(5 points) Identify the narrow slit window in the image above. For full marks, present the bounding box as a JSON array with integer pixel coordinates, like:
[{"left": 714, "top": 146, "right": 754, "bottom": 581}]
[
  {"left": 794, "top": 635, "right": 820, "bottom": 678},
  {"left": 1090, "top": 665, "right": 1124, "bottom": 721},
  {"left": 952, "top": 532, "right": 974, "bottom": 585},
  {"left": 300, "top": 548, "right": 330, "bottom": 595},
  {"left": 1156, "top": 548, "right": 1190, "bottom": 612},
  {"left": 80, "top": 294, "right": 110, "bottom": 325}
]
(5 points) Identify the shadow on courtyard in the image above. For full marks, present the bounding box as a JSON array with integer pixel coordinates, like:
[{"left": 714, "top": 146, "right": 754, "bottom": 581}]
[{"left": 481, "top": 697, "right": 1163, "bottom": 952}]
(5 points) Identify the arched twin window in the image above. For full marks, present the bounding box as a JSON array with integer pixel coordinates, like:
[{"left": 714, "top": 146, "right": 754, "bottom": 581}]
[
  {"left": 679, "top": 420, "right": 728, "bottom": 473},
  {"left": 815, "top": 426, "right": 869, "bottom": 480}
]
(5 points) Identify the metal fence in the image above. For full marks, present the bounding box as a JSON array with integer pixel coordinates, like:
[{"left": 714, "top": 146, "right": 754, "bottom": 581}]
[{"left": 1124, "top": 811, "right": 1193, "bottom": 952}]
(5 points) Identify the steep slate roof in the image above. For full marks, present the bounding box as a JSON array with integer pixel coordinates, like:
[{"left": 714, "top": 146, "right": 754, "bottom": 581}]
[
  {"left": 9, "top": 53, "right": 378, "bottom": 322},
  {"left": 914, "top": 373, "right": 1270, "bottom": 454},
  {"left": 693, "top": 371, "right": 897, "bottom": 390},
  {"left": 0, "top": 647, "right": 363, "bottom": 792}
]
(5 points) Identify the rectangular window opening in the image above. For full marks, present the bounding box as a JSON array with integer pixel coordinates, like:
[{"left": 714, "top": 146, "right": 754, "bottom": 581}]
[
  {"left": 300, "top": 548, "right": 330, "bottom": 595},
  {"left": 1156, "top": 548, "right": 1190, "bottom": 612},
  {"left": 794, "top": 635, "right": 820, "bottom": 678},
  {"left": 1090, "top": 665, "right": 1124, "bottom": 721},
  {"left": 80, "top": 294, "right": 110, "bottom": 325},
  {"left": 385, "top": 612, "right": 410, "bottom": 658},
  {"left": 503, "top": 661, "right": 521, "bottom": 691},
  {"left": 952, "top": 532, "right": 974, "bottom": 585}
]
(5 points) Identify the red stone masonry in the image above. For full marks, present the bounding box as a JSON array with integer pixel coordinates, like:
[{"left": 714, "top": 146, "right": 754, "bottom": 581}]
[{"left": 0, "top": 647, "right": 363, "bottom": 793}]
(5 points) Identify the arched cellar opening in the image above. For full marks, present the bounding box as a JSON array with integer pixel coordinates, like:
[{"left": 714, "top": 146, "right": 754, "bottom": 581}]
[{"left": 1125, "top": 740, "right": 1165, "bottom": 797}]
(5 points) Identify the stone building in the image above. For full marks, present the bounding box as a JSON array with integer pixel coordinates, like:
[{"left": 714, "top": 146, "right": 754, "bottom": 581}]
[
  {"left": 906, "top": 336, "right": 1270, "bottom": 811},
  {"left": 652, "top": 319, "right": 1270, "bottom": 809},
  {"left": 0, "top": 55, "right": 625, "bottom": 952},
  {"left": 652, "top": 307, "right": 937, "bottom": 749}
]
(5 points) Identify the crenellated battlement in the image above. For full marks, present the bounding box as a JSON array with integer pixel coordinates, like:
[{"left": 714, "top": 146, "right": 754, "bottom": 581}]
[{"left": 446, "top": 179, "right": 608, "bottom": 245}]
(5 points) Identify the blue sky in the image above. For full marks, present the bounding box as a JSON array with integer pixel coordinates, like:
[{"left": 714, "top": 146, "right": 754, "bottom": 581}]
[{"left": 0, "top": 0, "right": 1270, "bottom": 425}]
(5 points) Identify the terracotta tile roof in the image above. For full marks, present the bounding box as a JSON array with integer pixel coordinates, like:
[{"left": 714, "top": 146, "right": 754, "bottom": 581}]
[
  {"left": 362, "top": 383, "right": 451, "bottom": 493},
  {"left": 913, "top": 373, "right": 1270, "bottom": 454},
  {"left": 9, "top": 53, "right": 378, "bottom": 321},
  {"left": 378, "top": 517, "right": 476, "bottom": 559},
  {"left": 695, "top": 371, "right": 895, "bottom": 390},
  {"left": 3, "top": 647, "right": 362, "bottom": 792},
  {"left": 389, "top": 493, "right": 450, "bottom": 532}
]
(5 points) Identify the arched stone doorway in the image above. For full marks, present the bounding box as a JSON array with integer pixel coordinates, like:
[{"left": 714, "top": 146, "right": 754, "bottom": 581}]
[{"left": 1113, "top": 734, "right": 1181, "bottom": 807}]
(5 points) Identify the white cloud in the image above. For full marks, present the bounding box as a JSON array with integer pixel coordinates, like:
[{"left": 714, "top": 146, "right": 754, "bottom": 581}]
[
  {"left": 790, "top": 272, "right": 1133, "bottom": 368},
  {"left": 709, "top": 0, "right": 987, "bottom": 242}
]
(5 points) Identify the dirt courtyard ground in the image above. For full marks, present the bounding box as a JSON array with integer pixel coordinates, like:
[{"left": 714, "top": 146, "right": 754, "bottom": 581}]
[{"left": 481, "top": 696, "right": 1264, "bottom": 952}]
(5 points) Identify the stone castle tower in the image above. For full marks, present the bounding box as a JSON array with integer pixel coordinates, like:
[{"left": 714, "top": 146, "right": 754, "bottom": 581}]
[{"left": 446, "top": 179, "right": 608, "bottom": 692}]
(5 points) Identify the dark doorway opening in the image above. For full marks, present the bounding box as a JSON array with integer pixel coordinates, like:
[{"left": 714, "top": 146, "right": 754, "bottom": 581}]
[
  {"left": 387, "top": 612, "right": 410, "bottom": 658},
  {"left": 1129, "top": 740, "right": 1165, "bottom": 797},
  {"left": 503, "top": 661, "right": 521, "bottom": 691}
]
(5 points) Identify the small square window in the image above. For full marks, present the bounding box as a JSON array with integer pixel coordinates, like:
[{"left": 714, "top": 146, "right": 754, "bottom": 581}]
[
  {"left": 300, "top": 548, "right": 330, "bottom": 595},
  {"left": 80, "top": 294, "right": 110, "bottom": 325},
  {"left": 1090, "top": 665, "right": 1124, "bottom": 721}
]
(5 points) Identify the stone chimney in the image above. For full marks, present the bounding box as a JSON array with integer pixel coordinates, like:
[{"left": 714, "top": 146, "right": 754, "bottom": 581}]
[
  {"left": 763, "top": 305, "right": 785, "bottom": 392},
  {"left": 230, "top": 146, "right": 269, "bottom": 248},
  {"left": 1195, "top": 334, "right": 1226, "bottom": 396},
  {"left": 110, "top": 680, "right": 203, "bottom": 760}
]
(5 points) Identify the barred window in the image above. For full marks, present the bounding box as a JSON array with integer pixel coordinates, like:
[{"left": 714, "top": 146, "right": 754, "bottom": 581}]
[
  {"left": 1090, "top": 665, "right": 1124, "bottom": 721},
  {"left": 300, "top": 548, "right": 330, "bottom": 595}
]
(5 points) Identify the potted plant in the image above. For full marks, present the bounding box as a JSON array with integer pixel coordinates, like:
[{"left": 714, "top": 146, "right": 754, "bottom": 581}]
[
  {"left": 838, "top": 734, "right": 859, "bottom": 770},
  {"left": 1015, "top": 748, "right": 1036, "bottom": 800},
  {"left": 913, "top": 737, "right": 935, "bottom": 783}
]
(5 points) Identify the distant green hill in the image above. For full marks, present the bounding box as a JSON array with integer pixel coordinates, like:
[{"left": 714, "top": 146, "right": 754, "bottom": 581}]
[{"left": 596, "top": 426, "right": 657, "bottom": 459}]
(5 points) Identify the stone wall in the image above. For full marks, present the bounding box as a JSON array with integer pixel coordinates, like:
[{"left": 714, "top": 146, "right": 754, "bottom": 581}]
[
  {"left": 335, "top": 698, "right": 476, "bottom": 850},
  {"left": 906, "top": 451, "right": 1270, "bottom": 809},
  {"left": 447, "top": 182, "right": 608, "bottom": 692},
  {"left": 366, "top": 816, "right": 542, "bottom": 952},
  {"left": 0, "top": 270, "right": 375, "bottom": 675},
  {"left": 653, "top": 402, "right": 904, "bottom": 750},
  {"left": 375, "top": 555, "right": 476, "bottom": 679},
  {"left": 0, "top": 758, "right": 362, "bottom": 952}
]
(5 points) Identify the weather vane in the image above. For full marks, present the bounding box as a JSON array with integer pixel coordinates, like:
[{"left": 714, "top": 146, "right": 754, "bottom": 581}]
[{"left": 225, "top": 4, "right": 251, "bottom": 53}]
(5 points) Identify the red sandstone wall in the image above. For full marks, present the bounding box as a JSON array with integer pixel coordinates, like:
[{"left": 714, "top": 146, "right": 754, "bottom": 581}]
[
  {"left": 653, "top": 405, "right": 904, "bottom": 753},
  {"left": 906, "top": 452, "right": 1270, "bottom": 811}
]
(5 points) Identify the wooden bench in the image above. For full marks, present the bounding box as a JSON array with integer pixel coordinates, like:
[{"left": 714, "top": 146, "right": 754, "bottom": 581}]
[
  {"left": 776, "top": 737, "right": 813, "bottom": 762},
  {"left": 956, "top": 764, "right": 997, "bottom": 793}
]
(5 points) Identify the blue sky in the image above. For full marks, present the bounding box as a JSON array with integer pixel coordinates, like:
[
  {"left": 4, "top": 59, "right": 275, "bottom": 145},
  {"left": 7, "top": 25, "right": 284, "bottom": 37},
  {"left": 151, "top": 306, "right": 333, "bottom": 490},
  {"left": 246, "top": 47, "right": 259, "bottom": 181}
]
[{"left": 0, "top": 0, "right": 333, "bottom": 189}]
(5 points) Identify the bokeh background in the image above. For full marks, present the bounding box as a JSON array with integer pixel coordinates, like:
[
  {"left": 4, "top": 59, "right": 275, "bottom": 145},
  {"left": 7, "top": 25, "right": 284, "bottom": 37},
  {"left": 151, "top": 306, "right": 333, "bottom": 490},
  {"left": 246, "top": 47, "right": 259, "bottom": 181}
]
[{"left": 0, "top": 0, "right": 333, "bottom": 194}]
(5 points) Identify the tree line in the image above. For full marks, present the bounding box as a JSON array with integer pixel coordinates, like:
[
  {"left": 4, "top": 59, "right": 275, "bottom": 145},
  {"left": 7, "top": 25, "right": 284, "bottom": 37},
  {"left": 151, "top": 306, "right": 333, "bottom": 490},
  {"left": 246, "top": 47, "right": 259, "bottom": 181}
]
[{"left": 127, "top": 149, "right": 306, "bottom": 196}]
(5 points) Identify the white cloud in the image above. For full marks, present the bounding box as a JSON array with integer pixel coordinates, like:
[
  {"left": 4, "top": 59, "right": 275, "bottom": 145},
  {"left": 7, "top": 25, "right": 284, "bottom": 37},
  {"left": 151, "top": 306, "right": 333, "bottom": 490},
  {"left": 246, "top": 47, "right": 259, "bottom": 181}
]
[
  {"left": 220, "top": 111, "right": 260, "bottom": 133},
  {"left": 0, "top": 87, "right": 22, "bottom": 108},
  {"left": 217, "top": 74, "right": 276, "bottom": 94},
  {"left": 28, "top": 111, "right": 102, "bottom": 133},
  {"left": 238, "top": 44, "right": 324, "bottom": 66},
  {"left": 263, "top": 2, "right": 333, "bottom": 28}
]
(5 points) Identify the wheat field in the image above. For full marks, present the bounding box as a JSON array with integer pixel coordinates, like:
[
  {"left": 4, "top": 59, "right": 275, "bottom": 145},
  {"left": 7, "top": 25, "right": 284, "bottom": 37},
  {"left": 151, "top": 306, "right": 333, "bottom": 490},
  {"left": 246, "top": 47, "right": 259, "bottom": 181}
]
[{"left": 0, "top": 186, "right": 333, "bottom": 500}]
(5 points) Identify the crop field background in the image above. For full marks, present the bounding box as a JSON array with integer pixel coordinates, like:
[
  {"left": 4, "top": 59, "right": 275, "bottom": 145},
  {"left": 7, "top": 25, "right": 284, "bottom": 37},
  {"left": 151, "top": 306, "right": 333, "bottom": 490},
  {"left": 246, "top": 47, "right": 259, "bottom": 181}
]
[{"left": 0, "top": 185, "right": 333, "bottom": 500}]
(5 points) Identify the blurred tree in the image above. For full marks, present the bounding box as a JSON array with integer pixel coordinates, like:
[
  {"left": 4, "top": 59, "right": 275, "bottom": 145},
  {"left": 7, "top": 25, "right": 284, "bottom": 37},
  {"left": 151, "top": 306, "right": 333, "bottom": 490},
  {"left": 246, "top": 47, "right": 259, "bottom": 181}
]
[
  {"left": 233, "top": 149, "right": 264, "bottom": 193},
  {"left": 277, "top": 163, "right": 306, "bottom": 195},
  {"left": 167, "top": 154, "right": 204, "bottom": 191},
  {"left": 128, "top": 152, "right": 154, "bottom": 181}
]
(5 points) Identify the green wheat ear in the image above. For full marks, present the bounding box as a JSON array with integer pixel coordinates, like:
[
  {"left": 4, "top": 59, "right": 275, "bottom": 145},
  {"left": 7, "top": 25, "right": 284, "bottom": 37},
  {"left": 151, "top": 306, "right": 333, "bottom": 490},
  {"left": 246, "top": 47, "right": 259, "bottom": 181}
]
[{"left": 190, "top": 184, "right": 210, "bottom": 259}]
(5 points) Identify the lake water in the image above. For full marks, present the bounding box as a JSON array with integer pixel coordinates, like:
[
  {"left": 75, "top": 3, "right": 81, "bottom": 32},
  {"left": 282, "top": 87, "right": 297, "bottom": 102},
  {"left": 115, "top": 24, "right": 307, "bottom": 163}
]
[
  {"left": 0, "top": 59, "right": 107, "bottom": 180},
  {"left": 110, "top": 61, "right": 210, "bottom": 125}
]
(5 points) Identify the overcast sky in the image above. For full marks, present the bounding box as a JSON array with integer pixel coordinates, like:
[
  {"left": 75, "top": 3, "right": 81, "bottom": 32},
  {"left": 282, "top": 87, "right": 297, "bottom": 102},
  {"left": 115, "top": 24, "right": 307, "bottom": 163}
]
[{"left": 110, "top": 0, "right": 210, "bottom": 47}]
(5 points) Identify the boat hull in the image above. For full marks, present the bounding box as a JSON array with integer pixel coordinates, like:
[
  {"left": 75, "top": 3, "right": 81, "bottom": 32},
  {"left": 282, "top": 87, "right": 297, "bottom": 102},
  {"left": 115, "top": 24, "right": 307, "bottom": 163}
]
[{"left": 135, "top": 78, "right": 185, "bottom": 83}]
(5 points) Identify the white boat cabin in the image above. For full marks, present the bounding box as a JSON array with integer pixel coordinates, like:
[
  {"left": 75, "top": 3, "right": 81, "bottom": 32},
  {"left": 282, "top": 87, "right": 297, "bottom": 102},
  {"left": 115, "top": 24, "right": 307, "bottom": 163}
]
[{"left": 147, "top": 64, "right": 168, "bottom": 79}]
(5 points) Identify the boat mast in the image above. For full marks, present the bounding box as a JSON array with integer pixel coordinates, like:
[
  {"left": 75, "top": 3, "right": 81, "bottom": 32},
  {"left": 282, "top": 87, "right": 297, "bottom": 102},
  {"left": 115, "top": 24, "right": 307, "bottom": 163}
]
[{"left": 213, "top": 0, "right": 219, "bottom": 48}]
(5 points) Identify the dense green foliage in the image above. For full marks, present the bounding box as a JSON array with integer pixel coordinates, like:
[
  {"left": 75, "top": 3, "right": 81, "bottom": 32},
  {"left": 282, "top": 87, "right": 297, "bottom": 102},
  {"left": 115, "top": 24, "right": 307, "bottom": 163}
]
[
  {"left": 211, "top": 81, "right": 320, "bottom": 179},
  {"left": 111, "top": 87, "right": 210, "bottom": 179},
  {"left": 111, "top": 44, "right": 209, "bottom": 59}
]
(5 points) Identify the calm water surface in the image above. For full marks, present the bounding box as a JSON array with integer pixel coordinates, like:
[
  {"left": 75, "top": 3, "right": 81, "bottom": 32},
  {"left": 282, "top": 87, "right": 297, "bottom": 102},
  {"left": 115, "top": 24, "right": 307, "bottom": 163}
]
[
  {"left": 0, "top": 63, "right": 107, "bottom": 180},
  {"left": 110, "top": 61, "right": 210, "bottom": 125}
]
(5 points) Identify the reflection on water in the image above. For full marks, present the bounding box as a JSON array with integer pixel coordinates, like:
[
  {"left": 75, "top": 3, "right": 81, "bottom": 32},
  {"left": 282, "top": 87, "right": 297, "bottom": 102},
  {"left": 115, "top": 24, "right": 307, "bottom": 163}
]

===

EXERCISE DESCRIPTION: Determine how many lines above contain the word "doorway". Give only the number.

EXERCISE ANSWER: 2